Raw data.
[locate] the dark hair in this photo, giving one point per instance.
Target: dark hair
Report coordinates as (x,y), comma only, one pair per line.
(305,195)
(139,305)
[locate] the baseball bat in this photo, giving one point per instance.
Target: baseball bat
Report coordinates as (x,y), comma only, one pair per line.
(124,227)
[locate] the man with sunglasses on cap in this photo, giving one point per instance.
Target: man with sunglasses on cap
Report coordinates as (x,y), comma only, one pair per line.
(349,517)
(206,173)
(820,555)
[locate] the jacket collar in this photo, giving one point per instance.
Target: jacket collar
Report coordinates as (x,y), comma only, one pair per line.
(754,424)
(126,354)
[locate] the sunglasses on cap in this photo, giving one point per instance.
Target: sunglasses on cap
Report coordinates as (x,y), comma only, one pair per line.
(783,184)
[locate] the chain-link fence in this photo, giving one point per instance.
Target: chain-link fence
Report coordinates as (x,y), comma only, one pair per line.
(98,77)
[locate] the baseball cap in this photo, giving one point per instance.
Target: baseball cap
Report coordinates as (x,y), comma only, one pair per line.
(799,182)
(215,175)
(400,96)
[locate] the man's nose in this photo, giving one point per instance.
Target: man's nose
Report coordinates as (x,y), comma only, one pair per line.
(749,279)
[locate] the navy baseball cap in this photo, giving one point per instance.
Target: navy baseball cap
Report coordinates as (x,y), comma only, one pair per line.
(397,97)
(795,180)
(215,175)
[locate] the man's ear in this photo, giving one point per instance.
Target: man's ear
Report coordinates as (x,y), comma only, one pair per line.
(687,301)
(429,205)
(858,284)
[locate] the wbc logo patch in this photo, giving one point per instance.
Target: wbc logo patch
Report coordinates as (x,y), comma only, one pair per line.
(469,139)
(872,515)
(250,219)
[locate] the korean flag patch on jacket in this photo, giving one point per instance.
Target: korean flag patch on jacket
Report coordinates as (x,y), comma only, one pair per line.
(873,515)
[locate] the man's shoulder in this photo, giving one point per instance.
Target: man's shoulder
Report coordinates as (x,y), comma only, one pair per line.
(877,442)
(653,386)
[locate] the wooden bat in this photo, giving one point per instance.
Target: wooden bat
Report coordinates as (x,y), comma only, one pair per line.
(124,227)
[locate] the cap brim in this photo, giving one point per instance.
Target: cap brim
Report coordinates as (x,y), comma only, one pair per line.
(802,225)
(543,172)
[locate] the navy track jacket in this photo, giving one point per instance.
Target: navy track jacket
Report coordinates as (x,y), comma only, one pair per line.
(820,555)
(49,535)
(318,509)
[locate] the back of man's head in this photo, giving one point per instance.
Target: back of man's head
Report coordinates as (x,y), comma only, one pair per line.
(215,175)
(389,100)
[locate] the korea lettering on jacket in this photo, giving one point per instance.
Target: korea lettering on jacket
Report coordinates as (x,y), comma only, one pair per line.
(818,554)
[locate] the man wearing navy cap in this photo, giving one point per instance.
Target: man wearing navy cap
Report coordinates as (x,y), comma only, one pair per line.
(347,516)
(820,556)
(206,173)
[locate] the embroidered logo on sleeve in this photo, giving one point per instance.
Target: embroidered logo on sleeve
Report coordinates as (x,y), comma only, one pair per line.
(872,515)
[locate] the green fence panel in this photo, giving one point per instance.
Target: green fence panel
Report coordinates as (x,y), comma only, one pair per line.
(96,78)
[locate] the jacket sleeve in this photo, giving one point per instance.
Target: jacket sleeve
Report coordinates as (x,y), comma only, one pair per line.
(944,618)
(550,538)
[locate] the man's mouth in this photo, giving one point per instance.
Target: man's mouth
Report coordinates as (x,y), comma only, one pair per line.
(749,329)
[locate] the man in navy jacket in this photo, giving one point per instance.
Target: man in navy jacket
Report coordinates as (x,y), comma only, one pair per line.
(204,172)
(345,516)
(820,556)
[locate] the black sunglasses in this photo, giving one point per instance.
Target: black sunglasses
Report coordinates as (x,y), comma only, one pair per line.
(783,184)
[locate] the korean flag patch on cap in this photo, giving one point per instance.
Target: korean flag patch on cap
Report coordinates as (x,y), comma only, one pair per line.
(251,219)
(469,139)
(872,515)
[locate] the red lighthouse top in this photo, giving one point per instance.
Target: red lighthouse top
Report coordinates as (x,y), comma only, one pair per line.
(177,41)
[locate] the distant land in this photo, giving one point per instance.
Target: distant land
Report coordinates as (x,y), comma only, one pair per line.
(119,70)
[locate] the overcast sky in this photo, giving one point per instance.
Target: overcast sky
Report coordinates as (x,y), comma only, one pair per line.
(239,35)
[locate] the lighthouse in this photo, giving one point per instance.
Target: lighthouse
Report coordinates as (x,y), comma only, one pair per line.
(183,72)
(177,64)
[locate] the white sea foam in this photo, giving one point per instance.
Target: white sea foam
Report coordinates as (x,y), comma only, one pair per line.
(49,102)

What the task asks.
Make an exact copy of all the data.

Task response.
[locate] the dark hair in this photo, giving one point per instance.
Target: dark hair
Report coordinates as (x,y), comma only, one pair per line.
(305,195)
(139,305)
[locate] the baseball bat in this photo, giving one point per instance.
Target: baseball bat
Report coordinates as (x,y), comma only, one pair per line.
(124,227)
[locate] the man with sunglasses on cap in this photo, giving one point per instance.
Target: man with sunglasses on cap
Report coordinates as (x,y), comma only, one pair per line.
(349,517)
(206,173)
(820,555)
[locate] the jacket collar in this photo, giving one point per instance.
Target: jacket collar
Report coordinates as (x,y), comma only, one pair per line.
(754,424)
(126,354)
[locate] the sunglasses on cap in this photo, giving one point per instance.
Target: sunglasses on cap
Report coordinates as (x,y), comma only, one pair per line.
(783,184)
[locate] the chain-link fence in this photo, giving one point per instance.
Target: chain-link fence
Report coordinates as (x,y), comma only, one pair per line.
(98,77)
[locate] the baseball cap in this photo, giving one point per instance.
Target: baseball cap
Report coordinates as (x,y), comma only, one pair per line.
(799,182)
(215,175)
(400,96)
[locate] the man's nose in this photo, giving one point per instance.
Target: man's nose
Report coordinates as (x,y), comma only, one pair per line.
(749,279)
[locate] the navy baseball cap in this photo, giving one point per instance.
Target: navy baseball cap
Report coordinates as (x,y), comma only, one pair per line.
(397,97)
(795,180)
(215,175)
[locate] the man's ear in this photo, giving one point per instance.
Target: man's ear
Report coordinates as (x,y), comma only, one pair per line.
(687,301)
(429,205)
(858,284)
[locate] the wbc logo patch in this photo, giving one point per instance.
Target: wbc logo patch
Report coordinates as (x,y), comma only, one pair per line.
(469,139)
(872,515)
(250,219)
[locate] the korean flag patch on jacket in this photo, giving one point per instance.
Target: korean flag patch on jacket
Report coordinates as (x,y), comma only, one pair per line.
(873,515)
[locate] the man's shoulder in this photo, giving one point per instance.
Target: man's shoulder
Report coordinates as (x,y), comma only, one pair per line.
(877,442)
(653,386)
[locate] the wooden bat in this photo, giving one point per instance.
Target: wooden bat
Report coordinates as (x,y), comma only, one pair per line.
(124,227)
[locate] the cap brim in this photo, giving one point per instance.
Target: cap brim
Report coordinates as (x,y), comma only, one pair per line.
(802,225)
(543,172)
[locate] the navy track jacket in this photo, giving one point per instance.
Target: navy track jacket
Report coordinates as (x,y), comma only, one pair per line.
(820,555)
(49,535)
(318,509)
[locate] the back of man's head in this photo, giving one point per instance.
Target: back of man's head
Report coordinates as (x,y), comma only, one pair per line.
(215,175)
(389,100)
[locate] the korea lettering on jacket in this photo, giving one point per instance.
Target: korea lettering on jacket
Report coordinates as (x,y), comma only, one pair per line.
(818,554)
[locate] the man wearing navy cap in this photo, giving one point per instance.
Target: man wearing navy cap
Report coordinates as (x,y), comma only, one pair per line.
(347,516)
(820,556)
(206,173)
[locate] the embroidered logo on sleeve in this photo, giving one point per instance.
Target: embroidered logo on sleeve
Report coordinates as (x,y), comma only, one pair per line.
(872,515)
[locate] the green fence panel in this photo, giving one point per instance.
Target: green fence panel
Report coordinates as (x,y), comma only, one pair per line.
(96,78)
[locate] the jacket sleeve in this photo, giving one point per instance.
Target: jacket sleeve
Report coordinates as (x,y), comma only, one pair per line.
(944,618)
(550,538)
[locate] the man's mouth in this photo, giving one point per instance.
Target: man's mouth
Report coordinates as (x,y), comma only, one pair per line.
(749,329)
[locate] the man in navy jacket in this photo, giving one point per instance.
Target: man in navy jacket
Report coordinates as (x,y), comma only, one pair per line.
(204,172)
(345,516)
(820,556)
[locate] the black sunglasses in this photo, giving one point per instance.
Target: black sunglasses
Report coordinates as (x,y), comma only, one pair per line.
(783,184)
[locate] the korean flag patch on cap in this photo, giving one point per instance.
Target: korean flag patch on cap
Report coordinates as (x,y), comma only, one pair per line.
(251,219)
(469,139)
(872,515)
[locate] the red lighthouse top in this photo, giving one point per instance.
Target: red lighthouse top
Report coordinates as (x,y), comma only, one pair per line.
(177,41)
[locate] the distant land in this photo, giving one point per instance.
Target: distant land
Report coordinates as (x,y), comma only, one pair per line.
(119,70)
[locate] the overcast sky in this photo, giving one point per instance.
Target: overcast sky
Report coordinates as (x,y), comma only, one pair per line.
(239,35)
[locate] the lighthouse in this photo, giving one point per instance.
Target: lighthouse
Report coordinates as (x,y), comma only, one pair per line.
(183,72)
(177,64)
[locate] the white sea foam in this photo, giving one point per instance.
Target: white sea foam
Report coordinates as (x,y), comma only, one pair per line.
(49,102)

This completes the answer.